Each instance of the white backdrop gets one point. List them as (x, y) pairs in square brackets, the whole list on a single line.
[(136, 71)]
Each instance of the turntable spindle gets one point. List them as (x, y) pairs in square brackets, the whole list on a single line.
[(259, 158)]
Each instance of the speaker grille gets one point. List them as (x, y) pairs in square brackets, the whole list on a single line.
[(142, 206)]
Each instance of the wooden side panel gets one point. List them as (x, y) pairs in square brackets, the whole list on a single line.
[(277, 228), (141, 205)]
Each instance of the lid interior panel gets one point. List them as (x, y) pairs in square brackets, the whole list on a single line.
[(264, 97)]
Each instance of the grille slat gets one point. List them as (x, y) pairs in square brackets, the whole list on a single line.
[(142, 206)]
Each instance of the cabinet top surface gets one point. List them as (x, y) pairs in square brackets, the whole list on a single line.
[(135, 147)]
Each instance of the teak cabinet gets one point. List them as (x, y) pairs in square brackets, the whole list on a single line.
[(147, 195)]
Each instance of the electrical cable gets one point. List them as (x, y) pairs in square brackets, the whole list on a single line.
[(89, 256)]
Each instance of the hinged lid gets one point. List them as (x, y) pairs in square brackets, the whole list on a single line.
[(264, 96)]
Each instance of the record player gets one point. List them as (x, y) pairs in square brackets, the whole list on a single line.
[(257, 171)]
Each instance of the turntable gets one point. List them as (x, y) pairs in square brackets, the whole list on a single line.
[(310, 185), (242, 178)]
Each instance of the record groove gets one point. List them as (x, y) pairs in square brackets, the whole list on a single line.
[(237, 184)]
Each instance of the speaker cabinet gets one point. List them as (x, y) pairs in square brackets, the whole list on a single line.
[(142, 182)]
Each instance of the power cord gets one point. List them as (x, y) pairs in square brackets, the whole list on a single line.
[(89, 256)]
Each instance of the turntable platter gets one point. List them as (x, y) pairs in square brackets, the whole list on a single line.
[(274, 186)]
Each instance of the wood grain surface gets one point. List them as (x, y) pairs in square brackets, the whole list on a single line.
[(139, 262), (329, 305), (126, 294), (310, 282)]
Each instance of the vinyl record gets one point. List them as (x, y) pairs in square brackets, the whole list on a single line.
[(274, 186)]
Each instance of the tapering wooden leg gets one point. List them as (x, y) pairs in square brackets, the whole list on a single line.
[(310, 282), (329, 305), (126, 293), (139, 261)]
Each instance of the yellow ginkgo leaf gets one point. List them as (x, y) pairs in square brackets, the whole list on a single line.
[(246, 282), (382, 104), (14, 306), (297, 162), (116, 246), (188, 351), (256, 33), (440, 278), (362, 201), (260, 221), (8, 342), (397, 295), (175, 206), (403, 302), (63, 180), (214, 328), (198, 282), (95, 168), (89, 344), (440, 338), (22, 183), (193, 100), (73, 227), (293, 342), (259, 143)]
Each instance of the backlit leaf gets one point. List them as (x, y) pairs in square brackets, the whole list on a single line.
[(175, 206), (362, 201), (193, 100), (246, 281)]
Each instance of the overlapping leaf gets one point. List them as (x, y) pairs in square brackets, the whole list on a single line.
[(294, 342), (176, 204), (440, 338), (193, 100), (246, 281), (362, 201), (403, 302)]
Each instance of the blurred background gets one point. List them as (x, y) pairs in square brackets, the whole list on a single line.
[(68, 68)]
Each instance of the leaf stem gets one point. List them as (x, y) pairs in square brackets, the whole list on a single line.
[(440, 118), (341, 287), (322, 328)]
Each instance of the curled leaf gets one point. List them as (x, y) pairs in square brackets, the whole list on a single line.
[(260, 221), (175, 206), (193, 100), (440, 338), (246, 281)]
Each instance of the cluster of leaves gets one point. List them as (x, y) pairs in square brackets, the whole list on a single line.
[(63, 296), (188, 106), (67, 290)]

• **Directive**:
Rescale the material from the line containing "Each instance of the lid" through the line containing "[(257, 171)]": reproduce every line in that stretch, with the requests unchanged, and multiply each x and y point coordinate in the answers by 2.2, rounding to the nearest whole number with halves rounded up. Return only those lines.

• **Finished answer**:
Each instance of the lid interior panel gets one point. List them as (x, y) pairs in square brackets, the whole list on a single line.
[(581, 213)]
Each instance of the grille slat gets one point. List them as (x, y) pairs in square brackets, the whole list on a single line.
[(312, 453)]
Each instance of the cabinet top surface gets one point. List them as (x, y) pairs in square brackets, the whole list on a single line.
[(297, 323)]
Each instance of the teak cabinet gets one point. List them as (x, y) pairs in square brackets, the whole list on a single line.
[(323, 429)]
Each instance of the electrical cable gets one point. List them as (x, y) pairs in square brackets, the whole list on a single line.
[(196, 563)]
Each instance of the hinged lid gets one point. List them as (x, y) pairs in square brackets, the whole list on a single line.
[(581, 211)]
Each instance of the record player gets one point. List them as (x, y) pairs in square brackets, the whole list on a single line.
[(565, 376)]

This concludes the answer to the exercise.